▸ **Problems and tasks**
(A) In the text on squash in India, in what year did the Squash Rackets Federation of India establish the Indian Squash Academy?
(B) From the text on squash in India, write out the passage starting with "- Country: India" and going on through "Championships since 1967.", swapping "recreational" for "leisure".
(C) For each statement below, say whether it agrees with the text on squash in India, and quote the words from that text that decide it.
(i) The British Armed Forces brought squash to India.
(ii) The Indian Squash Academy was set up in 1980.
(iii) Saurav Ghosal received the Arjuna Award in August 2007.

▸ **Given text**
- Country: India
- Governing body: Squash Rackets Federation of India
- National teams: India men's national squash team India women's national squash team

International competitions
- Olympic Games; World Games; World Championships; World Cup; Commonwealth Games; Asian Games; Asian Championships; South Asian Games;

= Squash in India =

Sport in India

Squash is a recreational sport in India but is slowly gaining popularity as a competitive sport. It is governed by the Squash Rackets Federation of India. The India men's national squash team has participated in three quarter finals of the World Team Squash Championships since 1967.

Dipika Pallikal, Joshna Chinappa and Saurav Ghosal have been among the top ranked Indian squash players. Dipika was the first Indian woman to break into the top 10 women's world rankings in 2012. Saurav achieved his career high of 10 to become the highest ranked Indian male player in 2019.

==History==
Squash was introduced to India by the British Armed Forces; the sport has been played before World War I. During the period of British rule, it was largely adopted by British colonies around the world. Most military bases had squash courts built to entertain officers. They can still be found in some army facilities in India. The British Raj restricted the use of the facilities to the upper class of society. Therefore, only those who were from the army or members of private clubs had access to squash in India.

The Squash Rackets Federation of India was formed to oversee squash in India. It conducts training camps, state and national tournaments, and the National Squash Championship. The SRFI is in charge of selecting the squad and coaches for the Indian national team. In 1990, it established the Indian Squash Academy. According to the SRFI, squash is established in only 19 states and 4 union territories.

In December 2012, squash player Dipika Pallikal Karthik achieved a career-best rank of 10. She became the first female squash player to be conferred with the Arjuna Award, India's second highest sporting award, in the year 2012. Later in December 2013, Saurav Ghosal became the first Indian male squash player to reach the top 20 by achieving a career-best rank of 15. He was also awarded the Arjuna Award by the president of India in August 2007.

▸ **Given information**
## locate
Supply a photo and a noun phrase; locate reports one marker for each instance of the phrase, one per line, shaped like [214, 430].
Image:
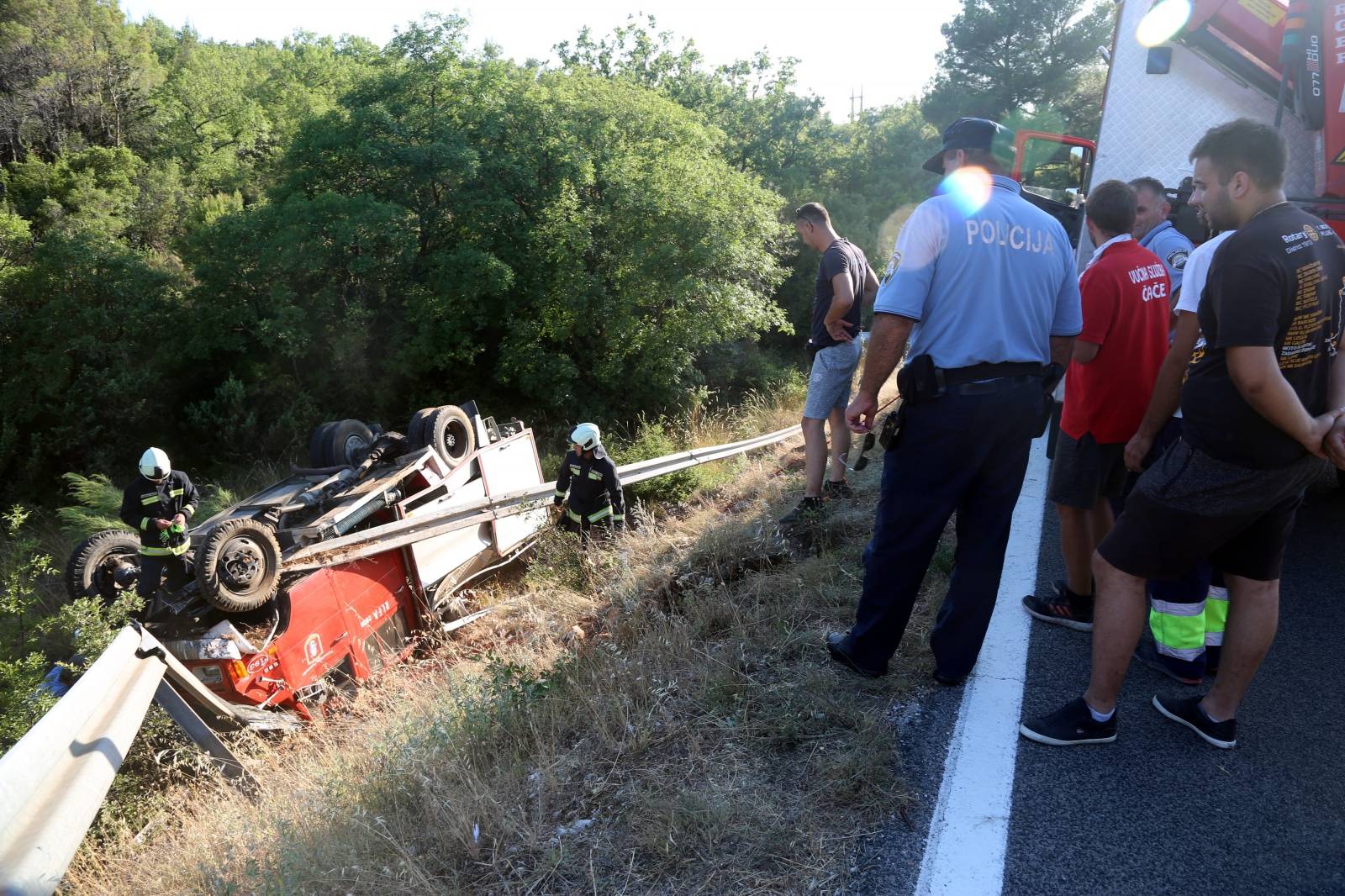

▸ **Responses by task**
(A) 1990

(B)
- Country: India
- Governing body: Squash Rackets Federation of India
- National teams: India men's national squash team India women's national squash team

International competitions
- Olympic Games; World Games; World Championships; World Cup; Commonwealth Games; Asian Games; Asian Championships; South Asian Games;

= Squash in India =

Sport in India

Squash is a leisure sport in India but is slowly gaining popularity as a competitive sport. It is governed by the Squash Rackets Federation of India. The India men's national squash team has participated in three quarter finals of the World Team Squash Championships since 1967.

(C)
(i) Yes: "Squash was introduced to India by the British Armed Forces"
(ii) No: "In 1990, it established the Indian Squash Academy."
(iii) Yes: "He was also awarded the Arjuna Award by the president of India in August 2007."